51 JFK Parkway, Short Hills, NJ 07078
Healthcare Defense Glossary

Suspicious Order Monitoring (SOM)

Suspicious Order Monitoring (SOM) is the DEA-required program controlled substance manufacturers and distributors must operate to identify, halt, and report suspicious orders under 21 USC 832 and the implementing regulations at 21 CFR 1301.74(b). A suspicious order is one of unusual size, deviating substantially from a normal pattern, or unusual frequency. SOM failures have driven DEA enforcement actions and substantial civil and criminal exposure across the opioid distribution supply chain.

How Suspicious Order Monitoring works

Manufacturers and distributors must design SOM systems that identify orders meeting the regulatory criteria (unusual size, pattern, or frequency), halt shipment of those orders until the suspicious-order determination is resolved, and report unresolved suspicious orders to DEA. The 2018 SUPPORT Act codified the SOM obligation more explicitly at 21 USC 832, including the duty to identify and halt before shipping. DEA inspection focus on SOM compliance has intensified since 2018, with multiple distributors facing significant civil and criminal exposure for SOM program inadequacy.

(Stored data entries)
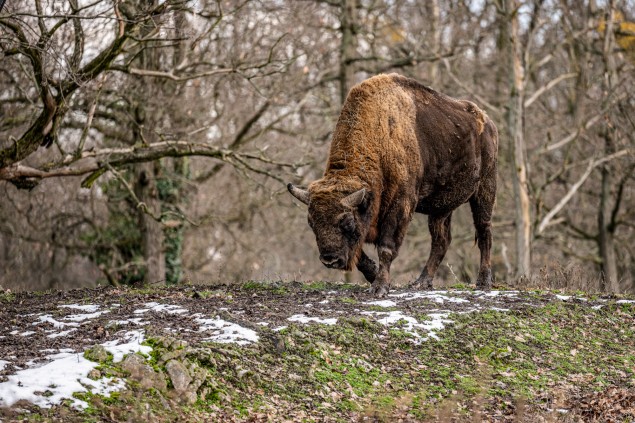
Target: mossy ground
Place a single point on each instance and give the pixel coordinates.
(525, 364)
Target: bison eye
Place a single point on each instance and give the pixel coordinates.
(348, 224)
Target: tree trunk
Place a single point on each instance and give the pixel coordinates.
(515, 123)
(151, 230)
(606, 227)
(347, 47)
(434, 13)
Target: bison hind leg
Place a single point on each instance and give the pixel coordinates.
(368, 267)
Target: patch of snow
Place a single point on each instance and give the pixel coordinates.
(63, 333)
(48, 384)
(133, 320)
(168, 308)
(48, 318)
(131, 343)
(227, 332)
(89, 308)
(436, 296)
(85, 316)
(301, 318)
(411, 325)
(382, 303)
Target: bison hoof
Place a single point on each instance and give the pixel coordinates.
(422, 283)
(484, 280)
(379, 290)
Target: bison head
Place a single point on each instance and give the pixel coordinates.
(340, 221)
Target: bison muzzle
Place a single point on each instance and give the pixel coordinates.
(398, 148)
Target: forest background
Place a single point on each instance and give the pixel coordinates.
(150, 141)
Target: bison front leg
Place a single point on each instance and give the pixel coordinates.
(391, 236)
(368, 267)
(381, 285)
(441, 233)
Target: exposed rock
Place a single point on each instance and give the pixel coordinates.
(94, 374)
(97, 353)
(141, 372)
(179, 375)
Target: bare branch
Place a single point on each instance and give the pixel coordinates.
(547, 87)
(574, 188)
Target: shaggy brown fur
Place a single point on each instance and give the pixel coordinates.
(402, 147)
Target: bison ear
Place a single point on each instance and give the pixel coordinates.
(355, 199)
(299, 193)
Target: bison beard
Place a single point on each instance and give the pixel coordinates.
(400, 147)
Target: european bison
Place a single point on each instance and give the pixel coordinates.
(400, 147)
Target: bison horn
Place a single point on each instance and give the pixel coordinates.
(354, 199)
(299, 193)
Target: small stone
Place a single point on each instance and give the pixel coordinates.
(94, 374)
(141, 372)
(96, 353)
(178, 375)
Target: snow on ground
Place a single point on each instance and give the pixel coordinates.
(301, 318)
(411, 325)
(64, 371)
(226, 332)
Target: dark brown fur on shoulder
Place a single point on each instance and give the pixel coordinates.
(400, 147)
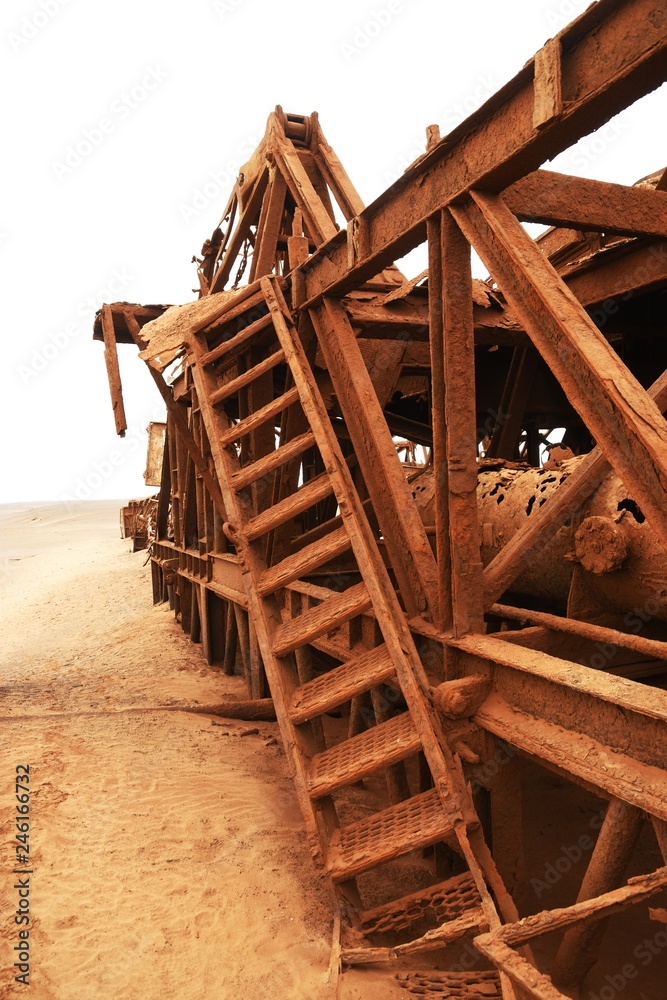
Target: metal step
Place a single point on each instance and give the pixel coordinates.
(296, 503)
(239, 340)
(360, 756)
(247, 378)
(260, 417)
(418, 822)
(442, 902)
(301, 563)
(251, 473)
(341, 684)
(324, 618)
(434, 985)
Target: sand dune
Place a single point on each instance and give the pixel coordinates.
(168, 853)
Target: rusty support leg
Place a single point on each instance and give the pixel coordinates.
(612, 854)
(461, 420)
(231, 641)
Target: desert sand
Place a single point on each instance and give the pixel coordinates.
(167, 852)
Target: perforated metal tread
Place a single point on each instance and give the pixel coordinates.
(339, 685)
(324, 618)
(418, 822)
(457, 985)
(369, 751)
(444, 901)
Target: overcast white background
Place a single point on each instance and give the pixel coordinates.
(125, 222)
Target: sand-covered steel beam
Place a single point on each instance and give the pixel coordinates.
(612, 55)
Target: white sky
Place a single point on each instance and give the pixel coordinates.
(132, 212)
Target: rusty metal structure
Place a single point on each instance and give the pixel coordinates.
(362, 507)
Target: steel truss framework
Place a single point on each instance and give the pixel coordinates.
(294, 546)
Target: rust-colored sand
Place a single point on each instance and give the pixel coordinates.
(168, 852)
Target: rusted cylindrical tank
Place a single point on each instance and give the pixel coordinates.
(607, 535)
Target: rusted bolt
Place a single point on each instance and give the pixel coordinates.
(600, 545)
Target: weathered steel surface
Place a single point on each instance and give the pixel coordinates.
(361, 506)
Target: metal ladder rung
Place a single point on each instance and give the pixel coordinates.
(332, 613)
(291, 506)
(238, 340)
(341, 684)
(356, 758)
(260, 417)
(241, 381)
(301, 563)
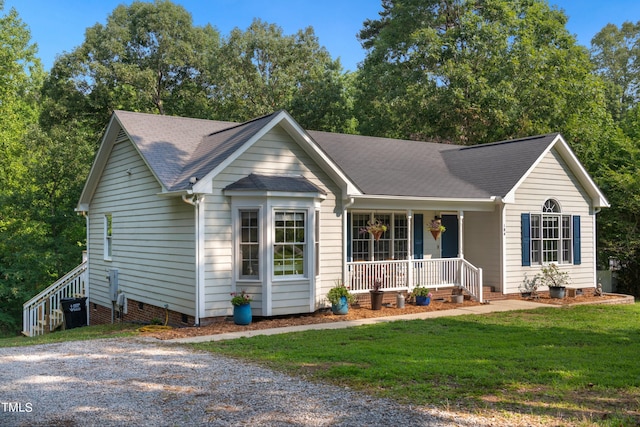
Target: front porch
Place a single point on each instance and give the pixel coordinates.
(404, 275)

* * *

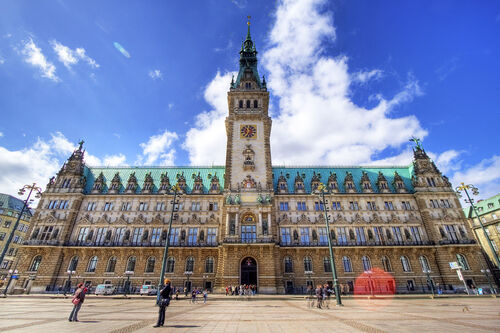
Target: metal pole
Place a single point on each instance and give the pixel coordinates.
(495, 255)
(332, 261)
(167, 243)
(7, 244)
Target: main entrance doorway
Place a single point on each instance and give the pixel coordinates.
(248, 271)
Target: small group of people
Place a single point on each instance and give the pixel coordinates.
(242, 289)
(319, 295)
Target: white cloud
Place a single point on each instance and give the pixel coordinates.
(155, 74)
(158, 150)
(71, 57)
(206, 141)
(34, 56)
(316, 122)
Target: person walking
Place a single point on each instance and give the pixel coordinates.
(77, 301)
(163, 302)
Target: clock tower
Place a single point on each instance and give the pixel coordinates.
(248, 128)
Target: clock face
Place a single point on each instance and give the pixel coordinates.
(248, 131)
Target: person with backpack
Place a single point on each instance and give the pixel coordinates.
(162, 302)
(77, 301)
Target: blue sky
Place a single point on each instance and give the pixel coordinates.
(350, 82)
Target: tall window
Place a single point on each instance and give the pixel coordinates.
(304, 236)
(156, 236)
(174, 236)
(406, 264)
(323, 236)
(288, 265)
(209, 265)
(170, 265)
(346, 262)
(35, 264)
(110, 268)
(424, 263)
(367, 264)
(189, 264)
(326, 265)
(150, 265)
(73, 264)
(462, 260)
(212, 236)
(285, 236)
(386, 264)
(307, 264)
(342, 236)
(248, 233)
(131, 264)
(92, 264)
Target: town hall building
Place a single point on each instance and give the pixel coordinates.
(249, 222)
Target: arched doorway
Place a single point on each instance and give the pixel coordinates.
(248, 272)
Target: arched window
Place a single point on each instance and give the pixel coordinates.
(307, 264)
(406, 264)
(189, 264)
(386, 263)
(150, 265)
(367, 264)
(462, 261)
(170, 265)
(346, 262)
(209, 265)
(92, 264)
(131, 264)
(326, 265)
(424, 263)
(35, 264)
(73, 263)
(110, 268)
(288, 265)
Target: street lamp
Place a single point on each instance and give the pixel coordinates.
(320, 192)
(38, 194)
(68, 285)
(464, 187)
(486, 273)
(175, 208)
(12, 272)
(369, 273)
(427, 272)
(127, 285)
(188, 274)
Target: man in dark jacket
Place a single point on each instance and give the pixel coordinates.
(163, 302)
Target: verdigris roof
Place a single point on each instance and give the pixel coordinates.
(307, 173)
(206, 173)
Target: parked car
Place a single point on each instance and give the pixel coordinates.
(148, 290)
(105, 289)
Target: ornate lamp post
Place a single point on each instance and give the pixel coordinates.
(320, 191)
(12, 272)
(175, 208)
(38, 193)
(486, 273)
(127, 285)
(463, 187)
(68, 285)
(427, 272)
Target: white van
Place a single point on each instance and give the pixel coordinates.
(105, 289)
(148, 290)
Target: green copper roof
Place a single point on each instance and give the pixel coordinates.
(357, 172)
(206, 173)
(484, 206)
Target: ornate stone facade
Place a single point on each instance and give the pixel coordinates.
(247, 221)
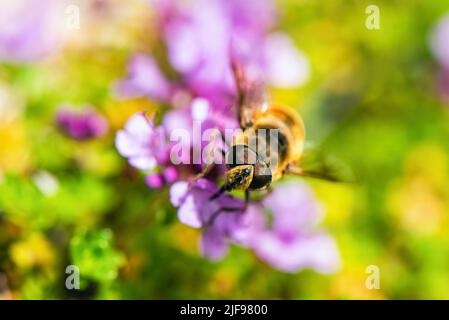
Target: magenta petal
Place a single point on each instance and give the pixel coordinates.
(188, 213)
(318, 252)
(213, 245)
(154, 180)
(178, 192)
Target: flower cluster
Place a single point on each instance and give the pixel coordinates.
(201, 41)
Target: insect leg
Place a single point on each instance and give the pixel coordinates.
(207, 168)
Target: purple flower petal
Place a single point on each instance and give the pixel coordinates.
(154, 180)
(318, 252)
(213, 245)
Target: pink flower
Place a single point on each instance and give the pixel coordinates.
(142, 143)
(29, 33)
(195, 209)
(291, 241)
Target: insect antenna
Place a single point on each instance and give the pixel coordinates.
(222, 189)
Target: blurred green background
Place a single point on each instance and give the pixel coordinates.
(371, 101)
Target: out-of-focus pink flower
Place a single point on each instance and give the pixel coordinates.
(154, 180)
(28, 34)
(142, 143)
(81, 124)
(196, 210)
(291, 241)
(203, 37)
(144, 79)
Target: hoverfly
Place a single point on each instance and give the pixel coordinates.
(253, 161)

◆ Goal of the exercise ◆
From the glossary entry on Suspicious Order Monitoring, echo the part that opens with the words containing "51 JFK Parkway, Short" and closes with "distribution supply chain.".

◆ Your response ◆
51 JFK Parkway, Short Hills, NJ 07078
Healthcare Defense Glossary

Suspicious Order Monitoring (SOM)

Suspicious Order Monitoring (SOM) is the DEA-required program controlled substance manufacturers and distributors must operate to identify, halt, and report suspicious orders under 21 USC 832 and the implementing regulations at 21 CFR 1301.74(b). A suspicious order is one of unusual size, deviating substantially from a normal pattern, or unusual frequency. SOM failures have driven DEA enforcement actions and substantial civil and criminal exposure across the opioid distribution supply chain.